▶ **Exercise task 1**:
Collect every line of the listing that contains the string "disc", and copy each one unchanged.

▶ **Article**:

On July 1, 2016, Cardtronics plc executed a deed of assumption (the “Deed of Assumption”) pursuant to which Cardtronics plc adopted and assumed, as of the Effective Time, (i) the Cardtronics, Inc. Third Amended and Restated 2007 Stock Incentive Plan (the “Assumed Plan”) and (ii) all outstanding awards granted under the Assumed Plan (including awards granted under prior versions of the Assumed Plan) and the 2001 Stock Incentive Plan of Cardtronics Delaware, as amended. The Deed of Assumption is filed as Exhibit 10.2 to this Current Report on Form 8-K and is incorporated by reference herein.

 

The Assumed Plan was amended, effective as of the Effective Time, to, among others, (i) facilitate the adoption and assumption by Cardtronics plc of the Assumed Plan, (ii) provide that Ordinary Shares (as defined below) of Cardtronics plc will be issued, acquired, purchased, held, made available or used to measure benefits or calculate amounts as appropriate under the Assumed Plan instead of shares of Cardtronics Delaware common stock, (iii) provide for the appropriate substitution of Cardtronics plc in place of references to Cardtronics Delaware in the Assumed Plan, as necessary, and (iv) comply or facilitate compliance with applicable English and/or U.S. corporate, regulatory and tax law requirements. The Assumed Plan and related amended forms of award agreements adopted in connection with the Assumed Plan are filed as Exhibits 10.3, 10.4, 10.5 and 10.6, respectively, to this Current Report on Form 8-K and incorporated by reference herein.

 

The foregoing summaries of the Deed of Assumption and Assumed Plan are qualified in their entirety by reference to the corresponding Exhibits to this Current Report on Form 8-K.

 

Item 2.03    Creation of a Direct Financial Obligation or an Obligation under an Off-Balance Sheet Arrangement of a Registrant.

 

The descriptions of the Credit Agreement Amendment and the Supplemental Indentures included under Item 1.01 of this Current Report on Form 8-K are incorporated by reference herein.

 

Item 3.01    Notice of Delisting or Failure to Satisfy a Continued Listing Rule or Standard; Transfer of Listing.

▶ **Exercise task 2**:
Reproduce the filing above word for word, everything from "Item 2.03    Creation" down to "Transfer of Listing.".

▶ **Supplied data**:
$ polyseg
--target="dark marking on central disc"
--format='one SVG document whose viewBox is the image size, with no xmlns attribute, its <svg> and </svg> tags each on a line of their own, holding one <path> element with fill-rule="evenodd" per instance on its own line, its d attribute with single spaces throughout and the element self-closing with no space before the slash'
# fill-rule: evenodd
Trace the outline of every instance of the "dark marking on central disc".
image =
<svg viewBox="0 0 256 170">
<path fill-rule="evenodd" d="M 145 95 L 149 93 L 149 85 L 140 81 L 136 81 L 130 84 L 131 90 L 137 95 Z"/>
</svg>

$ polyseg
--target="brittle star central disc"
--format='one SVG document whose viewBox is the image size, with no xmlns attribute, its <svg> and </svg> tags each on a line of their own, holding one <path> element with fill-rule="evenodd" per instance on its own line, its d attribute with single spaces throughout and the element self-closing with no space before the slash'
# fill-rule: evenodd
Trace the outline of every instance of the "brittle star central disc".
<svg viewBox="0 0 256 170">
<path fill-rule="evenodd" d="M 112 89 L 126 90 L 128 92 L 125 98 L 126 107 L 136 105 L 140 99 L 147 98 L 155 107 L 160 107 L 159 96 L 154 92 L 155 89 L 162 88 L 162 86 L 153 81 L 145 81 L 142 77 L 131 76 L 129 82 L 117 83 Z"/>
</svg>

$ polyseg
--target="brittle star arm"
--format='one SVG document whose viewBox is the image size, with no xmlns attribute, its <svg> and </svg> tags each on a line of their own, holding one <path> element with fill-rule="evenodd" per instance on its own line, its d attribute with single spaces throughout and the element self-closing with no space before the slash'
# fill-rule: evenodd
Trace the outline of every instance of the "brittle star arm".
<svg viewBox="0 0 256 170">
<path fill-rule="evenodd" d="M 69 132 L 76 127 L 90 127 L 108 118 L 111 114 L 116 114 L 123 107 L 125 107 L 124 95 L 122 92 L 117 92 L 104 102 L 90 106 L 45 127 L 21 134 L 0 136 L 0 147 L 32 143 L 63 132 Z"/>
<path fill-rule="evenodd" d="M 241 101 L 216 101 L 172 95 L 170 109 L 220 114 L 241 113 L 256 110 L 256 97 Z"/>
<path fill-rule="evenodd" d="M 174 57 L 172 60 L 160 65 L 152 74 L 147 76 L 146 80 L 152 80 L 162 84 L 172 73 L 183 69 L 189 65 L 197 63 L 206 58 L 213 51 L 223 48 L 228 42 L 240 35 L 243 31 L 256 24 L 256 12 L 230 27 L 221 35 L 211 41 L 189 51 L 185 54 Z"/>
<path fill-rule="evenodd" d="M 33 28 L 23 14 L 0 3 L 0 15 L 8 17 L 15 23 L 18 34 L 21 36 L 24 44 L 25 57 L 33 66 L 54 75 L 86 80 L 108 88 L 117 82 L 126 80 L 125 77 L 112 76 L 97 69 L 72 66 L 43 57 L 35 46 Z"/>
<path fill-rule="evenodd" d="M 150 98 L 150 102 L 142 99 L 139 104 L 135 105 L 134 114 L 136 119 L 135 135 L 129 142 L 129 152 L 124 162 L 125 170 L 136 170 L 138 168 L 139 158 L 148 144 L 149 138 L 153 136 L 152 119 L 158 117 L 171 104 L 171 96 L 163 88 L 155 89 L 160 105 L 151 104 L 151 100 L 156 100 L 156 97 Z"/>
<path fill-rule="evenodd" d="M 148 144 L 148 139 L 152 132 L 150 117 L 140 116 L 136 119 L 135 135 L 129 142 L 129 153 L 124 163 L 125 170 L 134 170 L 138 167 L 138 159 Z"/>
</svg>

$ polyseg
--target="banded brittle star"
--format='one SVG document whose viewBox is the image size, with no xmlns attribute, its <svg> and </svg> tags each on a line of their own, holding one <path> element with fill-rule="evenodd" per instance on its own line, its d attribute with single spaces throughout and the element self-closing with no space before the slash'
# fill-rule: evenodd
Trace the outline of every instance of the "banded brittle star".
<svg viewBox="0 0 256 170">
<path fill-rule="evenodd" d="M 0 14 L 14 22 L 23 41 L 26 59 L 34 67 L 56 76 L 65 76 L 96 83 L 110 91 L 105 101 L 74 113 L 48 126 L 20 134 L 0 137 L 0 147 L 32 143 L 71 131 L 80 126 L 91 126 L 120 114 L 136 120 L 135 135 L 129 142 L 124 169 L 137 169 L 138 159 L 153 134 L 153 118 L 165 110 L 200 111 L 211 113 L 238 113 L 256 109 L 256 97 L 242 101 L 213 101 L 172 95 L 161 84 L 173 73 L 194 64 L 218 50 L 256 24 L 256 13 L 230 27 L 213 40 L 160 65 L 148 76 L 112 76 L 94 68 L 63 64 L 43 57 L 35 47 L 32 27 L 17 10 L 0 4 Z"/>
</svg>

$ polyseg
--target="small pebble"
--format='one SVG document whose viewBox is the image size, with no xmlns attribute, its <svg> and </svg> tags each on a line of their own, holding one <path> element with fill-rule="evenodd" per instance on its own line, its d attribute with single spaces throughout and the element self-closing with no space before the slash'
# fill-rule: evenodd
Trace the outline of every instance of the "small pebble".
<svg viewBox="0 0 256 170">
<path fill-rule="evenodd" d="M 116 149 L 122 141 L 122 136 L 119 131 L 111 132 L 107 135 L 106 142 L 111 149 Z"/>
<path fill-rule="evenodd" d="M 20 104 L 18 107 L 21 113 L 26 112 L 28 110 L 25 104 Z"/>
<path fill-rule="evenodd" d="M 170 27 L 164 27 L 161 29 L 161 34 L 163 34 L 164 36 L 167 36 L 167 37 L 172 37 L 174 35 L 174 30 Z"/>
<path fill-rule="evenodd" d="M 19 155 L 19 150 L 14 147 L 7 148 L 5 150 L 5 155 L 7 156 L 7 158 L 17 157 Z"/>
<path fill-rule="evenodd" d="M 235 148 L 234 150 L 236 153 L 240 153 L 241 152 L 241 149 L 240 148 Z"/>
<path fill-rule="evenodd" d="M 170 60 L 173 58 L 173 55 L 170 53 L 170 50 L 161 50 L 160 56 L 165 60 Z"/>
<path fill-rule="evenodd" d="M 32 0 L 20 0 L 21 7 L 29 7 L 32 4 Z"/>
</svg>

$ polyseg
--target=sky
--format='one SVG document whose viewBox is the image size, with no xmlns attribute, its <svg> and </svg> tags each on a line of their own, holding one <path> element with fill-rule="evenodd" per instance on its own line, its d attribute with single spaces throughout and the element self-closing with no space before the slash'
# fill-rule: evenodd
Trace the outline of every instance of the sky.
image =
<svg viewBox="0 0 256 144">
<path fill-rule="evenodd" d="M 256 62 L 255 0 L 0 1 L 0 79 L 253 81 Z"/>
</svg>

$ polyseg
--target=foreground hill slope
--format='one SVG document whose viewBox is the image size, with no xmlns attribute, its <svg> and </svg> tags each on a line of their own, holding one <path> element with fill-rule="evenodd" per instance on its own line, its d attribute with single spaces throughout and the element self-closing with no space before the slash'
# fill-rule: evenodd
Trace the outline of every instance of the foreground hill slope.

▶ **Full answer 1**:
--target="dark marking on central disc"
Trace the outline of every instance of the "dark marking on central disc".
--target="brittle star central disc"
Trace the outline of every instance of the "brittle star central disc".

▶ **Full answer 2**:
Item 2.03    Creation of a Direct Financial Obligation or an Obligation under an Off-Balance Sheet Arrangement of a Registrant.

 

The descriptions of the Credit Agreement Amendment and the Supplemental Indentures included under Item 1.01 of this Current Report on Form 8-K are incorporated by reference herein.

 

Item 3.01    Notice of Delisting or Failure to Satisfy a Continued Listing Rule or Standard; Transfer of Listing.